Activity: This exercise asks for an exact copy of the lines from the one containing "# point at: slender" through the final line of the material, with pictures omitted.

Input for this task:
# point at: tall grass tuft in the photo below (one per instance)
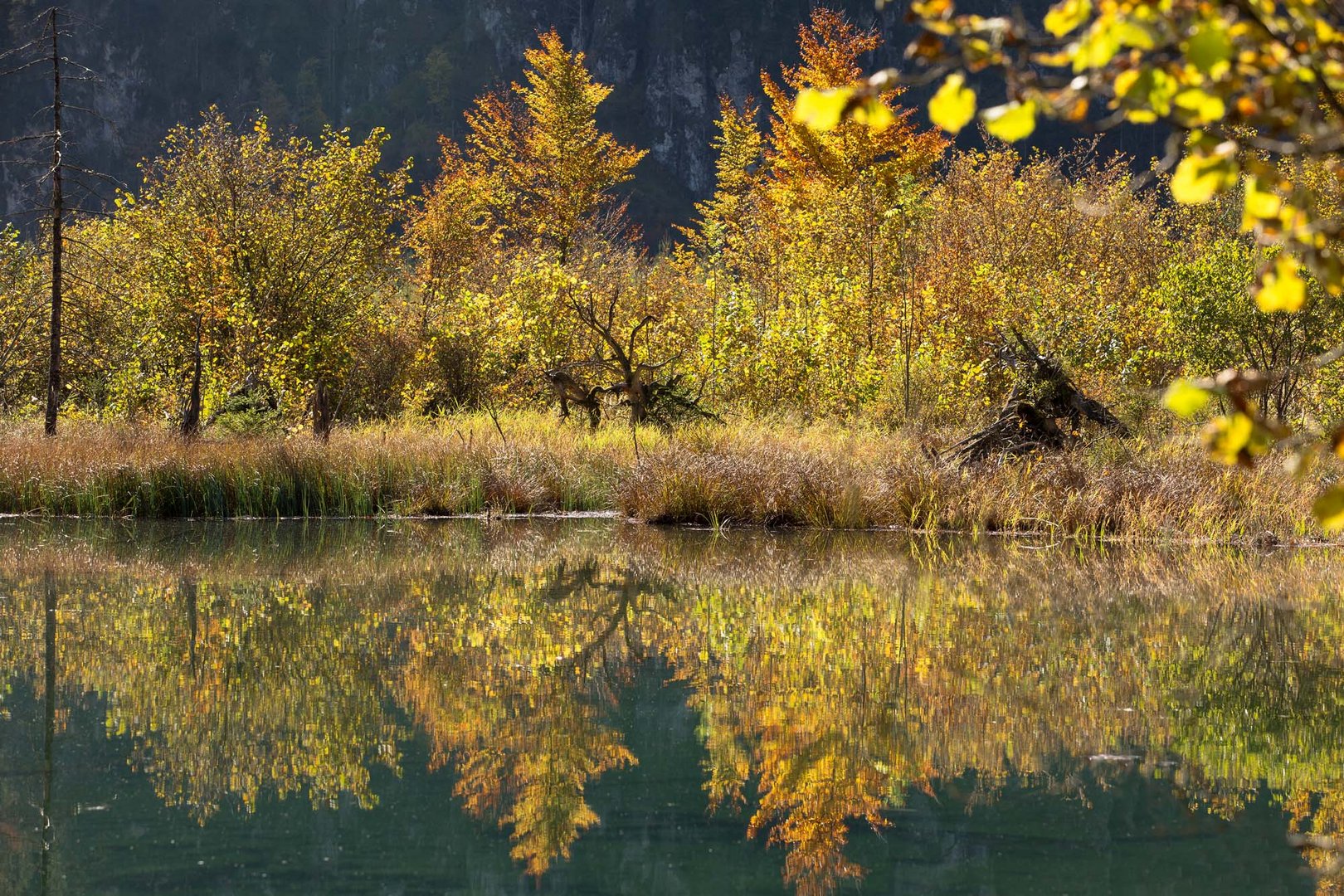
(743, 473)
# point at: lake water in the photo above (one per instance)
(592, 707)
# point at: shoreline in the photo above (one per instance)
(1157, 488)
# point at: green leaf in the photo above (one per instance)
(821, 109)
(1097, 46)
(955, 105)
(1283, 289)
(1011, 121)
(1209, 46)
(1329, 509)
(1186, 399)
(1068, 15)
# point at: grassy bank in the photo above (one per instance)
(735, 475)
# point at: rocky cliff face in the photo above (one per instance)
(413, 66)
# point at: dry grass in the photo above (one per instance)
(741, 473)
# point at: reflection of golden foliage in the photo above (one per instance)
(838, 684)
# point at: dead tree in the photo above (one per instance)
(570, 390)
(1045, 410)
(650, 398)
(45, 52)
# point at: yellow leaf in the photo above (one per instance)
(821, 109)
(1329, 509)
(955, 104)
(1283, 289)
(1235, 438)
(1185, 399)
(1259, 204)
(1202, 106)
(1198, 179)
(875, 114)
(1068, 15)
(1011, 121)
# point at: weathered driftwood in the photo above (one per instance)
(1043, 412)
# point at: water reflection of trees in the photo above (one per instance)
(830, 677)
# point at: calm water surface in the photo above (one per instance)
(590, 707)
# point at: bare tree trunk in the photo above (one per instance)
(56, 214)
(321, 411)
(191, 414)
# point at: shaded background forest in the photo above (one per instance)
(413, 66)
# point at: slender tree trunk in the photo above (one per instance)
(56, 214)
(191, 416)
(321, 410)
(49, 719)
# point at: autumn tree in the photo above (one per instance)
(544, 168)
(261, 258)
(806, 247)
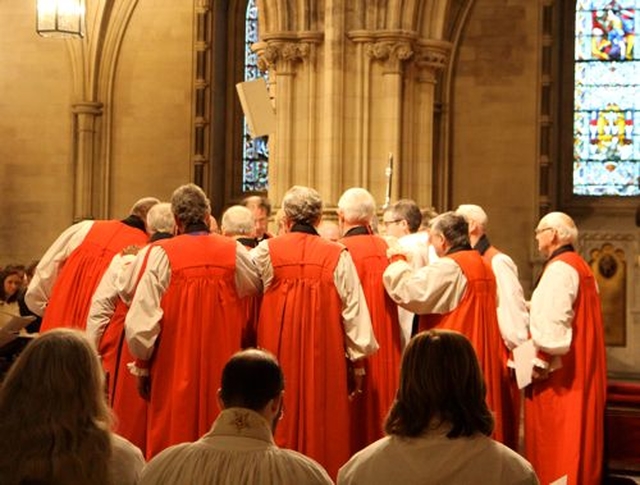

Response to the exercise:
# point at: slender tree trunk in the photo above (one per instance)
(56, 214)
(191, 416)
(321, 410)
(49, 719)
# point at: autumn tree in the photo above (one per instance)
(544, 168)
(261, 258)
(806, 247)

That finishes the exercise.